SUPPLIED PASSAGE »
Two heads are better than one is a common saying but it is moot whether it applies to examinations too. Using an opportunity of a pause in Board exams caused by the pandemic, the CBSE has used the reset button to come up with a revolutionary two-exam mode in different formats for Class 10 and 12 that seeks to change the basic concept of holding a single exam that used to determine everything, from the students’ careers to shaping their lives. In a takeoff on the two-semester system that colleges use for engineering studies, the academic session will be bifurcated into two terms with the first term exams of 90 minutes’ duration to be held in November-December 2021 and second term exams in March-April 2022 at exam centres.
The idea may be to distribute the stress of exams and to get the students accustomed to taking exams in their stride while also splitting the syllabus to bring down the burden. The continuous recording of internal assessment scores rather than just one annual score is likely to help students get over the vagaries of an academic year. Any number of unknown factors may crop up in a sweeping reform, particularly about the authenticity of exam results if they are to be held in online mode with students taking the exam at home in case the pandemic forces the postponement of operating exam centres. The semester system might also allow students some time to take on additional study for entrance tests to professional courses.

WHAT THE EXERCISE ASKS » In the passage on the CBSE's two-term exam plan, when are the first term exams to be held? The lines that follow have no connection to the passage on the CBSE's two-term exam plan.

DATA BLOCK »
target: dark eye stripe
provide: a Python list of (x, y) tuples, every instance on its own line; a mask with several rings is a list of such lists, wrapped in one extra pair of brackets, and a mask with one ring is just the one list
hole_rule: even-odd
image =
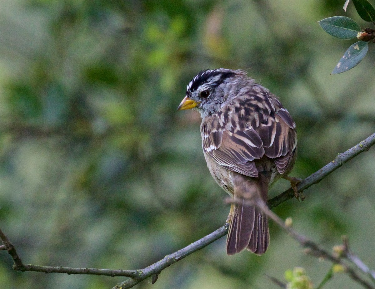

RESULT » In November-December 2021.